## Data shown
....

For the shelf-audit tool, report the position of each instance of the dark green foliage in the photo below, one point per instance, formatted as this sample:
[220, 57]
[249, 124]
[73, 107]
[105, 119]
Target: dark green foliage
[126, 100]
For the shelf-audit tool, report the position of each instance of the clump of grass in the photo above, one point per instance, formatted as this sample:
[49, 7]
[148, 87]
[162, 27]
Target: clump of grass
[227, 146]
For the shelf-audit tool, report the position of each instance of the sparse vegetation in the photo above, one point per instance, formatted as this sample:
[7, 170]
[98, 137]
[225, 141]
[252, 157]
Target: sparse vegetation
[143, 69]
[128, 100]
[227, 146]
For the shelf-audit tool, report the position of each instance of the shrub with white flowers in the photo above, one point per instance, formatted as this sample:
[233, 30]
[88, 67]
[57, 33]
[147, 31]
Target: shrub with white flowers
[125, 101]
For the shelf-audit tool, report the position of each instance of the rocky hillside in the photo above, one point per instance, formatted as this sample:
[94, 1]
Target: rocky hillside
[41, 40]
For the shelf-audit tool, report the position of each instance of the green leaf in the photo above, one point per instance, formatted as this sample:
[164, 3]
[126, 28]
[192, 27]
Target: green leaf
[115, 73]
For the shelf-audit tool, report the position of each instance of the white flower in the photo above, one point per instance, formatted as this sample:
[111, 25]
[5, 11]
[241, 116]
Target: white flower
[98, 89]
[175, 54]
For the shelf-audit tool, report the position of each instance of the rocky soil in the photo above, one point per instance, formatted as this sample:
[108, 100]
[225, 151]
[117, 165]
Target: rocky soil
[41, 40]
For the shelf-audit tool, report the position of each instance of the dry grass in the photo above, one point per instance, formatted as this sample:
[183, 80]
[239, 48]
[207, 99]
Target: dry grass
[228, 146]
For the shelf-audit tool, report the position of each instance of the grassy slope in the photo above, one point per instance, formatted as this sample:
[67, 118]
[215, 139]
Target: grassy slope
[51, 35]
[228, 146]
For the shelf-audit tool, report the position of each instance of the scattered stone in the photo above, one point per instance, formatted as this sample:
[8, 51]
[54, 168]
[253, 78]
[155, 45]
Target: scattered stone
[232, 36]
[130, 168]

....

## Work required
Reproduce every one of the lines above word for word, keeping each in its original order.

## Solution to the exercise
For the shelf-audit tool, report the position of each instance of the dark green foliage in the photo below, one point per instance, formatted as this sample:
[220, 57]
[249, 124]
[73, 107]
[105, 119]
Target: dark green foliage
[126, 100]
For the shelf-audit tool, report the position of each instance of the clump of grass in the photo above, one point per instance, formatted as this sample:
[49, 7]
[148, 87]
[162, 27]
Target: clump of grass
[227, 146]
For the shelf-audit tool, report the position of each instance of the sparse vegetation in the photo above, one point per instance, formatted as this sample:
[7, 170]
[98, 137]
[225, 141]
[252, 157]
Target: sparse vegetation
[143, 69]
[128, 100]
[227, 146]
For the shelf-audit tool, report the position of each instance of the shrub with white flowers in the photo above, one point per instance, formatted as this sample:
[233, 30]
[88, 67]
[57, 33]
[147, 31]
Target: shrub with white flowers
[125, 101]
For the shelf-audit tool, report the position of each instance of the rocky hillside in the photo above, one point per instance, formatted as this sample:
[94, 1]
Target: rocky hillside
[41, 40]
For the shelf-audit tool, report the position of each instance of the green leaf in the photo above, one point per instance, formatted as this sample:
[164, 3]
[126, 28]
[192, 27]
Target: green leaf
[115, 73]
For the shelf-audit tool, report the position of each instance of the white flower in the photo above, one point per instance, formatted as this sample:
[111, 25]
[5, 11]
[241, 116]
Target: white flower
[98, 89]
[175, 54]
For the shelf-audit tool, report the position of each instance of the rocky soil in the photo above, one point per instance, formatted as this sample:
[108, 100]
[225, 151]
[117, 165]
Target: rocky soil
[41, 40]
For the shelf-audit tool, report the position of each instance of the dry grass in the photo above, one point per instance, formatted as this sample:
[183, 80]
[239, 48]
[207, 99]
Target: dry grass
[228, 146]
For the shelf-audit tool, report the position of each instance of the grassy slope in the photo above, one point per instance, formatted as this sample:
[67, 118]
[215, 139]
Target: grassy slope
[51, 35]
[228, 146]
For the shelf-audit tool, report the position of each instance of the scattered stone in the photo above, one point per instance, formatted as this sample:
[8, 51]
[54, 168]
[253, 78]
[155, 45]
Target: scattered stone
[232, 36]
[130, 168]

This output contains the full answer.